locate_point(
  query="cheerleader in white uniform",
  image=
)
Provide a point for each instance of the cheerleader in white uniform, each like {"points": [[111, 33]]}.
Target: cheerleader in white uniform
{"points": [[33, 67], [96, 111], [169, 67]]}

### What the task asks
Quote the data above line for line, with no changes.

### Result for this exercise
locate_point(
  query="cheerleader in white uniform",
  image=
)
Provide a point for each instance of the cheerleader in white uniform, each like {"points": [[111, 33]]}.
Target: cheerleader in white uniform
{"points": [[33, 67], [96, 111], [169, 67]]}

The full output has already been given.